• **Aim**:
Please scale the lines below, from the first one through the line containing "[85,105,111,126]" (both included), by writing out every one of them again with each bounding box coordinate multiplied by 1.4 and rounded to a whole number, halves rounding up. Leave the pictures out, and give only these lines.

######

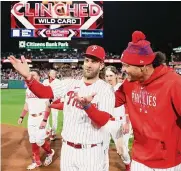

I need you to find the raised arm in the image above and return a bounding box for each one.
[115,85,126,107]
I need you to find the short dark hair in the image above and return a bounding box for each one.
[31,69,40,76]
[152,51,166,68]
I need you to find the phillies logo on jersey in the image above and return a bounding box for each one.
[67,91,98,109]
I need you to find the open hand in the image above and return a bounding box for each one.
[39,121,47,129]
[18,118,23,125]
[75,93,96,106]
[122,123,130,134]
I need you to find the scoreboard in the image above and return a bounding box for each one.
[11,1,103,40]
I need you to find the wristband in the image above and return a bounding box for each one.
[83,103,91,110]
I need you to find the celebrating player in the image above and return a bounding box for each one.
[43,69,60,141]
[9,45,115,171]
[74,31,181,171]
[18,70,55,170]
[105,66,131,171]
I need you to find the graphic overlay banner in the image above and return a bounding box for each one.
[11,1,103,40]
[19,41,69,49]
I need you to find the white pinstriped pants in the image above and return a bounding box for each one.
[60,142,104,171]
[131,160,181,171]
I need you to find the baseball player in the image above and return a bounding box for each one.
[43,69,60,141]
[105,66,131,171]
[64,31,181,171]
[9,45,115,171]
[18,70,55,170]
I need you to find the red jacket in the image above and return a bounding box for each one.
[116,66,181,168]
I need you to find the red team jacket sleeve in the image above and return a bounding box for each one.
[50,102,64,110]
[171,78,181,116]
[115,85,126,107]
[26,79,54,99]
[85,105,111,126]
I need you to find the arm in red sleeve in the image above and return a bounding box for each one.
[85,104,111,126]
[52,99,61,104]
[171,76,181,116]
[115,85,126,107]
[50,102,64,110]
[26,78,54,99]
[124,103,130,124]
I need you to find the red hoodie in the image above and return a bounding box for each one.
[116,66,181,168]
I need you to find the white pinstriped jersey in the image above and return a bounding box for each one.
[25,88,47,114]
[112,83,125,118]
[43,78,60,86]
[50,79,115,144]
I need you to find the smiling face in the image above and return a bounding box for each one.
[105,69,118,86]
[30,71,40,81]
[49,70,57,80]
[83,57,104,79]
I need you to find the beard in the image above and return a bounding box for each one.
[83,69,99,80]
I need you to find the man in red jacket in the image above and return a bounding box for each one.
[9,31,181,171]
[116,31,181,171]
[10,45,115,171]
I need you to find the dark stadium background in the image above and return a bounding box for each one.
[1,1,181,56]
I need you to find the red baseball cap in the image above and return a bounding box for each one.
[84,45,106,61]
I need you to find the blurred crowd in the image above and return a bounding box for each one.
[1,68,82,80]
[1,51,120,59]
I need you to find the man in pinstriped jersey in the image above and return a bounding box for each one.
[10,45,115,171]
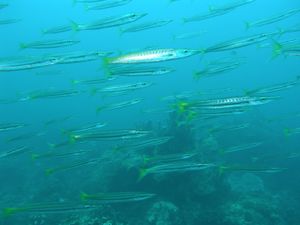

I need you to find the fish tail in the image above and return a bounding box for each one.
[193,71,203,80]
[245,21,251,30]
[90,88,97,96]
[45,168,55,176]
[61,129,71,135]
[272,41,282,58]
[47,142,56,149]
[138,168,148,181]
[119,27,125,37]
[19,43,27,49]
[143,156,151,164]
[71,80,80,85]
[70,20,79,32]
[31,153,39,161]
[181,18,188,24]
[69,134,76,144]
[219,166,227,176]
[84,4,91,12]
[2,208,18,217]
[218,148,225,155]
[103,57,113,69]
[80,192,89,201]
[96,106,105,114]
[283,128,292,137]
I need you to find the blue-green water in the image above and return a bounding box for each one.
[0,0,300,225]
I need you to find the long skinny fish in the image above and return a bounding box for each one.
[202,32,278,53]
[20,40,80,49]
[52,51,110,64]
[96,98,143,113]
[72,13,147,31]
[139,162,216,179]
[3,202,99,217]
[120,20,172,34]
[246,9,300,29]
[107,66,174,77]
[93,82,153,93]
[70,130,151,141]
[0,19,21,25]
[80,192,155,204]
[104,49,200,64]
[114,136,173,151]
[86,0,132,10]
[42,25,72,34]
[220,142,262,154]
[194,59,242,79]
[177,96,278,112]
[0,146,29,159]
[0,57,61,72]
[246,76,300,95]
[45,159,98,176]
[0,123,26,132]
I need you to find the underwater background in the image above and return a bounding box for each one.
[0,0,300,225]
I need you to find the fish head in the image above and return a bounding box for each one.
[157,68,173,74]
[128,13,147,21]
[175,49,199,58]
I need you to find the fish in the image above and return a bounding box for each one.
[48,141,70,149]
[220,142,262,154]
[209,123,250,134]
[31,150,89,160]
[19,90,80,101]
[246,9,300,29]
[85,0,132,10]
[193,60,242,79]
[0,3,8,9]
[96,98,143,113]
[202,32,278,53]
[209,0,256,11]
[113,136,173,151]
[143,152,197,165]
[52,51,110,64]
[0,146,30,159]
[107,66,174,77]
[219,166,286,173]
[45,159,98,176]
[182,9,232,23]
[70,130,151,142]
[246,76,300,95]
[71,77,116,85]
[20,40,80,49]
[92,82,153,93]
[104,49,200,65]
[120,20,173,34]
[284,127,300,136]
[173,31,207,40]
[44,115,72,126]
[63,122,107,134]
[71,13,147,31]
[3,202,99,217]
[80,192,155,204]
[5,133,40,143]
[139,161,216,179]
[0,19,21,25]
[0,57,60,72]
[273,42,300,58]
[42,24,72,34]
[0,123,27,132]
[176,96,279,112]
[35,70,63,76]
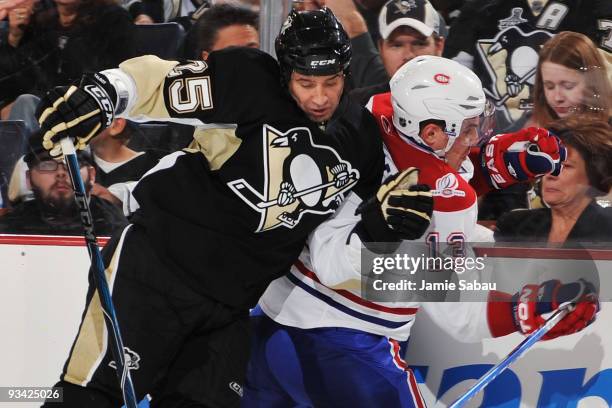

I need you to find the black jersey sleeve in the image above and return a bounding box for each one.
[592,0,612,52]
[327,97,385,200]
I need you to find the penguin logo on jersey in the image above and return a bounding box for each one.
[108,347,140,370]
[497,7,529,30]
[477,26,552,129]
[227,125,359,232]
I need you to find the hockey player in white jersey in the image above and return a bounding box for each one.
[242,56,597,407]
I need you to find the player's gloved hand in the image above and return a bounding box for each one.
[36,73,117,159]
[276,181,296,207]
[489,279,599,340]
[330,163,350,188]
[480,127,567,189]
[356,167,433,242]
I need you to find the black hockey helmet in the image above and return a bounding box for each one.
[275,7,351,83]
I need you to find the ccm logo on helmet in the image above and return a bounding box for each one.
[310,58,336,67]
[434,74,450,85]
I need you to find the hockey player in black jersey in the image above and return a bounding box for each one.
[39,10,431,408]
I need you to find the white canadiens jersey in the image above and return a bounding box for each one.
[259,94,492,341]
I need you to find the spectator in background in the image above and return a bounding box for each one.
[0,0,133,119]
[378,0,445,77]
[0,134,127,236]
[495,114,612,243]
[90,118,165,207]
[325,0,445,89]
[444,0,612,133]
[532,31,612,127]
[184,4,259,60]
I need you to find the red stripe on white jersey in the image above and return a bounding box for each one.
[293,260,419,316]
[389,339,427,408]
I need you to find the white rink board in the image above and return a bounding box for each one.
[0,236,97,408]
[0,237,612,408]
[406,249,612,408]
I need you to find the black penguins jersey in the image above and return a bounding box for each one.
[104,48,384,308]
[444,0,612,131]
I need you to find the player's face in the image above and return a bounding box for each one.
[289,72,344,122]
[446,117,480,169]
[380,27,444,77]
[542,146,590,208]
[542,61,585,118]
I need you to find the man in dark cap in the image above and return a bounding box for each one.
[0,134,127,235]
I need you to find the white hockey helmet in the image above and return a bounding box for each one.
[389,55,490,156]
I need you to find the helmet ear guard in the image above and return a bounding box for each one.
[275,8,352,84]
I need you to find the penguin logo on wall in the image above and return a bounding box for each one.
[227,125,359,232]
[476,26,552,129]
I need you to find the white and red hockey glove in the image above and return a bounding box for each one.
[488,279,599,340]
[480,127,567,189]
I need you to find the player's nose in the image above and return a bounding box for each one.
[312,87,329,106]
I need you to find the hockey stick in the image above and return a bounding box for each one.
[448,303,575,408]
[61,138,137,408]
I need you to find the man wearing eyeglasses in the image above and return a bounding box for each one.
[0,135,127,235]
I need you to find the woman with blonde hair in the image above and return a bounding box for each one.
[532,31,612,127]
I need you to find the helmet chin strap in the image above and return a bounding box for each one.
[434,131,457,158]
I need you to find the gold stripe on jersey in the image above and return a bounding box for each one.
[119,55,178,119]
[64,239,125,385]
[188,128,242,170]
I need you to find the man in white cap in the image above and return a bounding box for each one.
[378,0,446,77]
[325,0,447,89]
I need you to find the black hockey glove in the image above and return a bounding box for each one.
[36,73,117,159]
[356,167,433,242]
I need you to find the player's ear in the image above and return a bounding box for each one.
[108,118,126,136]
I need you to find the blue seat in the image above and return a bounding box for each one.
[132,23,185,59]
[0,120,28,208]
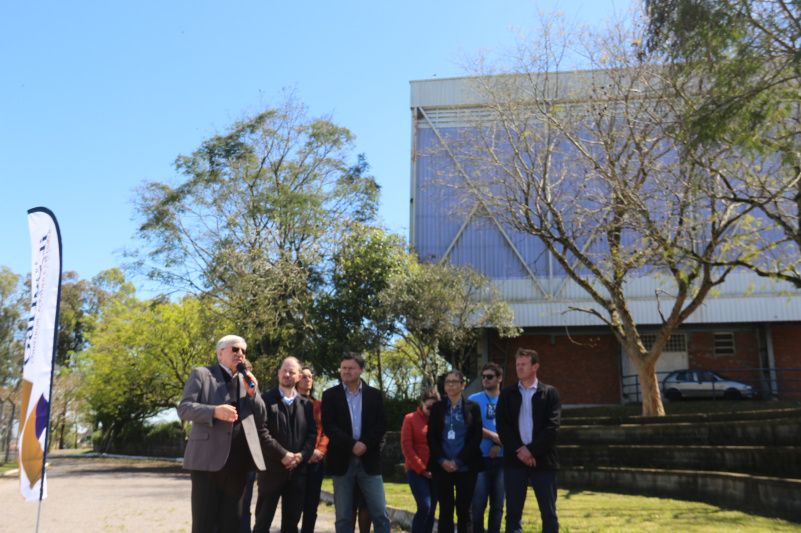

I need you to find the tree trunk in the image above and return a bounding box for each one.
[375,349,384,392]
[629,355,665,416]
[3,400,17,463]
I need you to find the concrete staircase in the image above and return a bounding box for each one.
[559,409,801,522]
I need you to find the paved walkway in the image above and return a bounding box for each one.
[0,456,334,533]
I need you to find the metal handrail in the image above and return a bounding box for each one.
[620,367,801,402]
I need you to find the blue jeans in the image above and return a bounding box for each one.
[300,461,325,533]
[473,457,506,533]
[406,470,437,533]
[503,467,559,533]
[333,456,390,533]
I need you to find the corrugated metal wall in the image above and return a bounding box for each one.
[412,79,801,326]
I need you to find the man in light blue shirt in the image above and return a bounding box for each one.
[495,348,562,533]
[469,363,505,533]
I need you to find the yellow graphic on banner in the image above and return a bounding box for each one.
[20,380,44,489]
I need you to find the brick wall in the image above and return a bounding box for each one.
[770,324,801,399]
[491,335,620,404]
[687,326,763,389]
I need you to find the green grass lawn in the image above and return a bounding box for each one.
[562,400,801,420]
[323,479,801,533]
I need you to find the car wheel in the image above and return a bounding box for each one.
[665,389,681,402]
[723,389,743,400]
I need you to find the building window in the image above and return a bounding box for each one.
[640,333,687,352]
[715,333,734,357]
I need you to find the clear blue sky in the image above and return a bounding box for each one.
[0,0,638,286]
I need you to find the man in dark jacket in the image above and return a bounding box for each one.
[496,348,562,533]
[178,335,268,533]
[322,353,390,533]
[253,357,317,533]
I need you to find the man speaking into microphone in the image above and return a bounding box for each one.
[178,335,286,533]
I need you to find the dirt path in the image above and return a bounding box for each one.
[0,456,334,533]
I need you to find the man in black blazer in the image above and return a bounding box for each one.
[496,348,562,533]
[322,353,390,533]
[253,357,317,533]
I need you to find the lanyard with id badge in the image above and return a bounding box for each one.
[446,400,464,440]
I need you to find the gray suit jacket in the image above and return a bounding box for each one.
[178,364,267,472]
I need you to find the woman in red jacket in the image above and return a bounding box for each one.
[401,389,439,533]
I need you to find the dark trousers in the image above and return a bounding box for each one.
[473,457,505,533]
[239,470,256,533]
[191,424,250,533]
[253,465,306,533]
[300,461,325,533]
[191,470,244,533]
[503,467,559,533]
[406,470,437,533]
[434,470,476,533]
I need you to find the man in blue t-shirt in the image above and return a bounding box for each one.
[470,363,504,533]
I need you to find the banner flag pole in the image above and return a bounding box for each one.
[17,207,61,531]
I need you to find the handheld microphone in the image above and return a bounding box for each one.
[236,363,256,389]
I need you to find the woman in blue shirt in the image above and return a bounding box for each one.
[428,370,483,533]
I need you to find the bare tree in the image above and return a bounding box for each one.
[443,17,757,415]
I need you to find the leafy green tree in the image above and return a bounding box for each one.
[381,256,520,386]
[137,99,379,364]
[80,286,231,443]
[0,266,25,462]
[314,224,409,378]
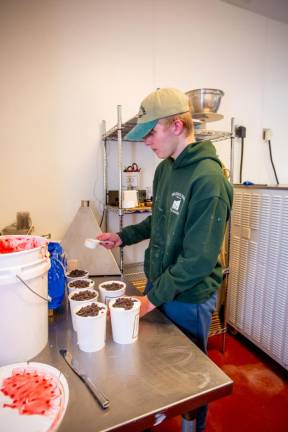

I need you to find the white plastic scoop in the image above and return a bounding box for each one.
[84,239,114,249]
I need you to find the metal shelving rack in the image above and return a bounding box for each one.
[102,105,234,351]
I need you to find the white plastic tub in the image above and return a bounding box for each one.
[0,236,50,366]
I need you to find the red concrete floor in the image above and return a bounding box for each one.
[152,334,288,432]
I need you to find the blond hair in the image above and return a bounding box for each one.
[162,111,194,136]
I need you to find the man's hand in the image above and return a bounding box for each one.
[133,296,156,318]
[96,233,122,249]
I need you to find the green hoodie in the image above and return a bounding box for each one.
[118,141,233,306]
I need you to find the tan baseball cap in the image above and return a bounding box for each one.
[125,88,190,141]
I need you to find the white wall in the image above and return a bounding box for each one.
[0,0,288,258]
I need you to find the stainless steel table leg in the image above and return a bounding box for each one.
[181,417,196,432]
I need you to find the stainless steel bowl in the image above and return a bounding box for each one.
[186,88,224,114]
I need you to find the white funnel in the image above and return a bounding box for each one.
[61,201,121,276]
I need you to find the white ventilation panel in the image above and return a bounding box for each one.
[227,187,288,369]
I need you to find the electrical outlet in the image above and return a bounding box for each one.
[263,129,272,141]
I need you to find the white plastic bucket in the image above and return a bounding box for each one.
[0,236,50,366]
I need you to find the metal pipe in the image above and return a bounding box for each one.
[230,117,235,184]
[102,120,108,230]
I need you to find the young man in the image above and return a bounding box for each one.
[97,88,233,432]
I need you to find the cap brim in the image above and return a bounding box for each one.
[124,120,158,141]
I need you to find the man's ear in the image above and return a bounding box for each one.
[173,119,184,136]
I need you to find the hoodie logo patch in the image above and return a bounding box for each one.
[170,192,185,215]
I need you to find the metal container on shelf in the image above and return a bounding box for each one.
[186,88,224,114]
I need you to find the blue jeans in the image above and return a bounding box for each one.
[144,282,217,432]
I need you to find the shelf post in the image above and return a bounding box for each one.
[117,105,124,274]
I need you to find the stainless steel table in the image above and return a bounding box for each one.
[33,277,233,432]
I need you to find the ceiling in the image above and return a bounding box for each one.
[222,0,288,24]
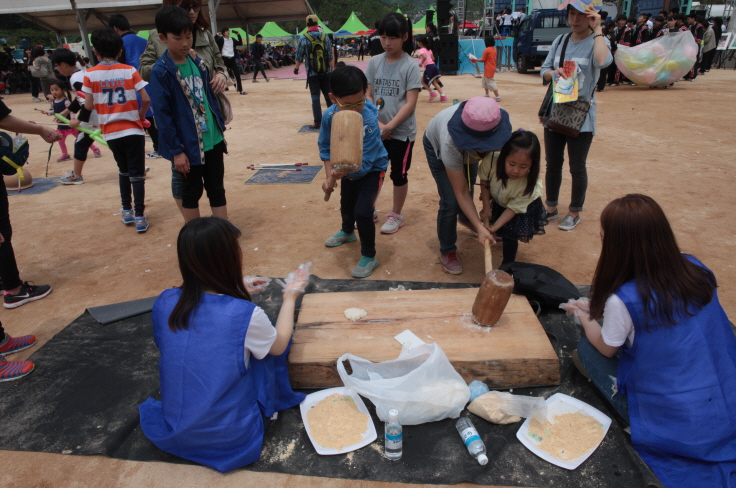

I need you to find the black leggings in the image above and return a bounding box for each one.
[0,187,21,292]
[181,142,227,209]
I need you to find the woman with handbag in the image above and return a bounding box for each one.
[30,46,56,103]
[138,0,232,221]
[539,0,613,231]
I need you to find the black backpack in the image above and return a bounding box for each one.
[0,131,30,176]
[499,263,580,310]
[304,32,327,75]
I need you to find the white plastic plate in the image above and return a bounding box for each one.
[516,393,611,469]
[299,386,378,456]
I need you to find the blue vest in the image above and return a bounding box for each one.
[139,288,305,472]
[616,255,736,488]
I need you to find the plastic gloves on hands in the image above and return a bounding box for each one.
[243,276,271,294]
[276,262,312,293]
[560,297,590,325]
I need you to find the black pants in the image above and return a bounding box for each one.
[307,74,332,125]
[181,142,227,208]
[107,135,146,217]
[0,189,21,292]
[340,171,384,258]
[544,129,593,212]
[146,117,158,151]
[253,57,268,80]
[222,56,243,93]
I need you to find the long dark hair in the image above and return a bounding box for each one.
[169,217,250,332]
[496,129,542,195]
[590,194,718,330]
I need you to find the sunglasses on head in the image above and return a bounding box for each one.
[179,2,202,12]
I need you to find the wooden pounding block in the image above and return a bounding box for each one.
[325,110,364,202]
[289,288,560,388]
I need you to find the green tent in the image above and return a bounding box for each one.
[299,18,335,35]
[411,7,434,35]
[258,22,293,39]
[338,12,368,33]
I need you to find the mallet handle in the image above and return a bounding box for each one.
[325,177,336,202]
[483,217,493,273]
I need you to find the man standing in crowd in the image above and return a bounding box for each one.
[215,29,247,95]
[250,34,271,83]
[294,15,332,129]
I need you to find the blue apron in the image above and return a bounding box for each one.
[616,255,736,488]
[139,288,305,472]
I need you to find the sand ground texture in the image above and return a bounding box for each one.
[0,66,736,487]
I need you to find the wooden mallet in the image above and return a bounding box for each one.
[325,110,363,202]
[473,217,514,327]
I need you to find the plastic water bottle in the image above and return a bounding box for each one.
[455,417,488,466]
[385,409,404,461]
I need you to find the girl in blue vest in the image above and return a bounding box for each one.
[567,195,736,488]
[139,217,309,472]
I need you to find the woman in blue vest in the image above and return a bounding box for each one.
[139,217,309,472]
[568,195,736,488]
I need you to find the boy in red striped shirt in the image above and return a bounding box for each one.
[79,29,151,233]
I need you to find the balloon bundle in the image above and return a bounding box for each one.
[616,32,698,86]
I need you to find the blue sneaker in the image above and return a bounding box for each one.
[325,230,358,247]
[352,256,378,278]
[135,216,148,234]
[120,208,135,225]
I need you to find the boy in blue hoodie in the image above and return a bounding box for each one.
[317,66,388,278]
[150,5,227,222]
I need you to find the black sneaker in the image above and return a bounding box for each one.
[3,281,51,308]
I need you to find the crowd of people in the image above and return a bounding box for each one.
[0,0,736,487]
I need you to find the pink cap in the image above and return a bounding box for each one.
[462,97,501,132]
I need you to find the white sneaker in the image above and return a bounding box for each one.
[381,212,404,234]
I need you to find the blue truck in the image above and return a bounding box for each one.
[513,9,570,73]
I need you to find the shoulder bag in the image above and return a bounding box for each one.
[539,33,596,137]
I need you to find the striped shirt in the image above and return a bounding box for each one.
[82,63,148,141]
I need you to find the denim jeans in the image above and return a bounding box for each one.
[307,74,332,125]
[578,337,630,424]
[423,136,478,255]
[544,129,593,212]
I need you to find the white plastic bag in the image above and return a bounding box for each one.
[468,391,547,424]
[337,344,470,425]
[615,32,698,86]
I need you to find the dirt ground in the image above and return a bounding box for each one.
[0,63,736,487]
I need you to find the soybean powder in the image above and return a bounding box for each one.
[529,412,604,461]
[307,393,368,451]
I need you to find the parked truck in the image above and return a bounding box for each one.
[513,9,570,73]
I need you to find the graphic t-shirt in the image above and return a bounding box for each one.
[82,63,148,141]
[176,56,222,152]
[365,53,422,141]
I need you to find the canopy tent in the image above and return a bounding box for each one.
[340,12,368,33]
[0,0,313,63]
[253,22,294,39]
[412,7,435,35]
[299,17,335,35]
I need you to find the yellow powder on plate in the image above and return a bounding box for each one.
[307,393,368,451]
[528,412,605,461]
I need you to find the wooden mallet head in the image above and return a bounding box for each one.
[325,110,363,202]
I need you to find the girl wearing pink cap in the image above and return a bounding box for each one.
[423,97,511,274]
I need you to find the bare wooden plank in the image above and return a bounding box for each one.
[289,288,559,388]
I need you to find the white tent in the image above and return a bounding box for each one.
[0,0,313,60]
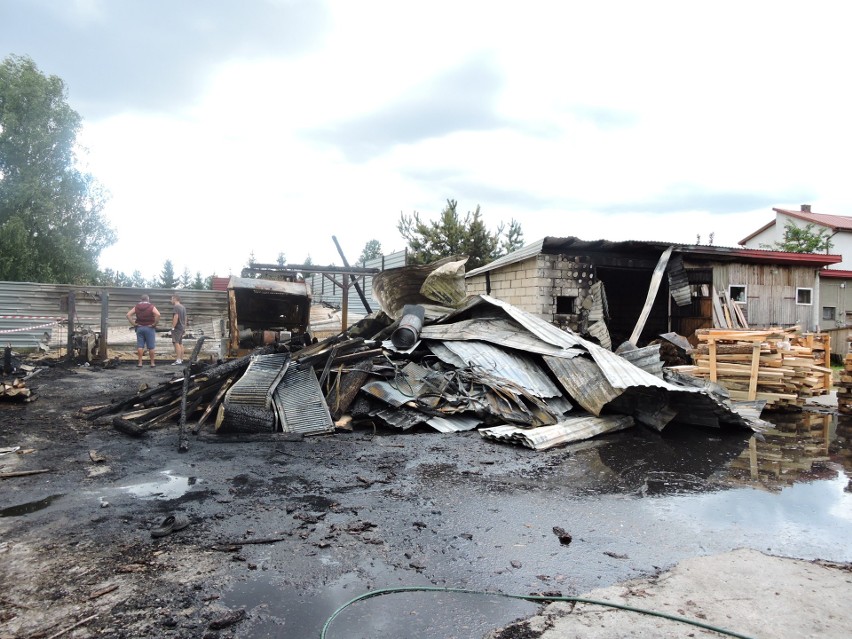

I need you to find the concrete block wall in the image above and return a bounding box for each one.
[538,255,597,332]
[466,255,596,327]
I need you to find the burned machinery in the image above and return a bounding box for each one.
[228,276,311,357]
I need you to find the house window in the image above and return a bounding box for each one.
[556,295,577,315]
[728,284,748,304]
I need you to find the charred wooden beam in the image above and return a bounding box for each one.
[325,358,373,421]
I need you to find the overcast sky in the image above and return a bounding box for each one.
[0,0,852,277]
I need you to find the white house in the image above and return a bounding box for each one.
[739,204,852,271]
[739,204,852,338]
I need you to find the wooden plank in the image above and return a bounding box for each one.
[748,342,760,401]
[710,339,716,382]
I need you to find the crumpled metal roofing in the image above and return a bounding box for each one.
[479,415,633,450]
[272,366,334,435]
[225,353,290,408]
[441,295,764,429]
[429,341,562,397]
[361,362,440,407]
[420,317,584,357]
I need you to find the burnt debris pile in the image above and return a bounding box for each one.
[80,260,765,450]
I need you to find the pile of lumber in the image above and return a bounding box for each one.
[837,353,852,415]
[729,411,835,491]
[674,328,831,409]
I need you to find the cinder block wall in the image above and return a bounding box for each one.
[466,255,597,330]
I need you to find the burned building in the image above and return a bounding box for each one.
[466,237,841,346]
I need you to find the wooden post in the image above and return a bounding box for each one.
[748,341,760,401]
[98,291,109,362]
[748,437,759,479]
[707,336,716,382]
[65,291,77,362]
[228,288,240,357]
[340,275,349,332]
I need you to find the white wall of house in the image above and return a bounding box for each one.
[743,211,852,271]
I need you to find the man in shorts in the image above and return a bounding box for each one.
[172,294,186,366]
[127,295,160,368]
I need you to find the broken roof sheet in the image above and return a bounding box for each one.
[420,317,584,357]
[228,275,310,297]
[479,415,633,450]
[430,341,561,397]
[465,237,843,278]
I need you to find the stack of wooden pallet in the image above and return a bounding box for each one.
[675,329,831,408]
[837,353,852,415]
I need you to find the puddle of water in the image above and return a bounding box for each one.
[0,495,64,517]
[119,470,200,499]
[221,561,539,639]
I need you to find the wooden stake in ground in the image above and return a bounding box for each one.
[178,335,207,453]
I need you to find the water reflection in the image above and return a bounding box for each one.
[728,411,852,492]
[119,470,198,499]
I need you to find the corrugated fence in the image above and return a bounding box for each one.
[0,282,228,352]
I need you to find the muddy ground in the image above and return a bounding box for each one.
[0,362,850,639]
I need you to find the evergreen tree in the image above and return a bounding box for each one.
[130,270,148,288]
[358,240,382,264]
[157,260,179,288]
[397,200,523,269]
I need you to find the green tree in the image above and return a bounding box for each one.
[94,268,133,286]
[761,220,832,253]
[397,200,523,269]
[130,270,148,288]
[358,240,382,264]
[0,55,115,284]
[157,260,179,288]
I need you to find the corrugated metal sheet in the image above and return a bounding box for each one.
[466,236,843,277]
[306,251,407,324]
[479,415,634,450]
[424,341,561,397]
[544,356,624,415]
[228,275,310,296]
[361,362,440,407]
[618,344,663,379]
[668,255,692,306]
[225,353,290,408]
[420,317,583,357]
[272,366,334,435]
[426,415,482,433]
[0,282,228,352]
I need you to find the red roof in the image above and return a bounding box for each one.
[738,208,852,245]
[772,209,852,232]
[819,268,852,280]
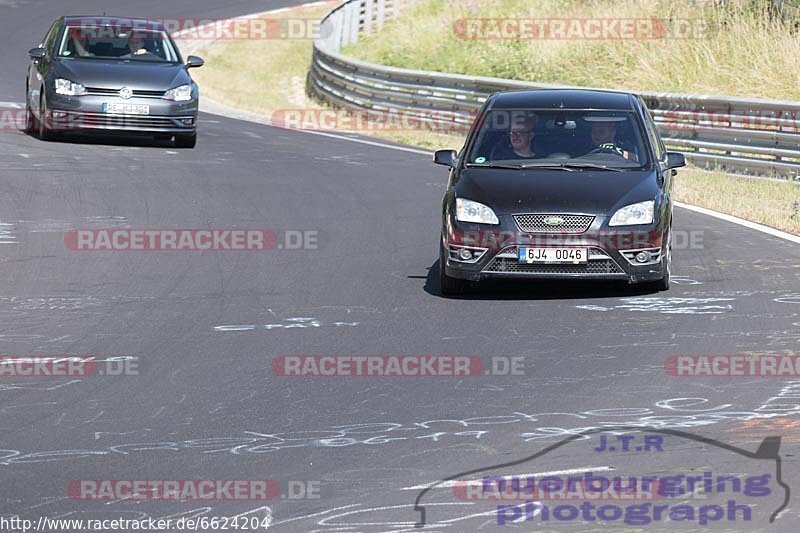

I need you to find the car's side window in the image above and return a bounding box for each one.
[44,21,61,55]
[645,111,666,161]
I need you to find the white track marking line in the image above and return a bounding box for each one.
[675,202,800,244]
[400,466,614,490]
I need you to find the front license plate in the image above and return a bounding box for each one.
[519,246,589,265]
[103,102,150,115]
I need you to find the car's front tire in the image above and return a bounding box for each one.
[439,245,469,296]
[22,87,37,134]
[645,228,672,292]
[175,133,197,148]
[36,89,58,141]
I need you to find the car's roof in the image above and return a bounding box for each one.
[491,89,636,111]
[64,15,165,30]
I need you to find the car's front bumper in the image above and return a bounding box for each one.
[46,95,198,135]
[442,218,664,283]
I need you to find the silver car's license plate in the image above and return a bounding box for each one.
[103,102,150,115]
[519,246,589,265]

######

• **Complete output**:
I need you to find the raised arm in the image above and return a bounding box for each one.
[161,119,176,150]
I need you to find the short dark hair in the image above and return a bounding box for each one.
[43,97,56,106]
[213,71,232,95]
I need you to find the phillies logo on jersey in the image above and return a bounding box for each one.
[94,127,137,153]
I need you to find the open hand in the image above and return a bounding box for each one.
[55,169,66,181]
[25,165,32,175]
[105,130,134,148]
[171,172,182,188]
I need you to find the scoreboard in the image above and return a bounding box for each one.
[15,1,144,56]
I need you to find the wristband in the image above and return a bounding box for each one.
[116,144,127,154]
I need you to find the celebrating player in the image above and return a bounding box for each one.
[60,97,84,197]
[13,63,161,239]
[104,43,253,239]
[25,98,77,238]
[147,92,183,239]
I need you to find the graphic overlay banner in the image above and return a bounding box for each one.
[15,1,144,56]
[27,57,97,69]
I need you to find the white pinstriped pants in the image above and return a bounding box for each one.
[84,199,146,239]
[183,224,253,239]
I need you to find the baseball player in the image above and return a bounding box for each one.
[60,97,84,197]
[147,92,183,239]
[90,43,253,239]
[13,63,161,239]
[25,98,77,238]
I need you to find the red jacket in the image above and return a bounding box for each one.
[162,92,253,235]
I need you to find the red team jacket sleeve in the image above and return a bounding box for each one.
[70,143,90,154]
[239,109,253,162]
[161,119,176,150]
[36,111,76,139]
[119,147,155,176]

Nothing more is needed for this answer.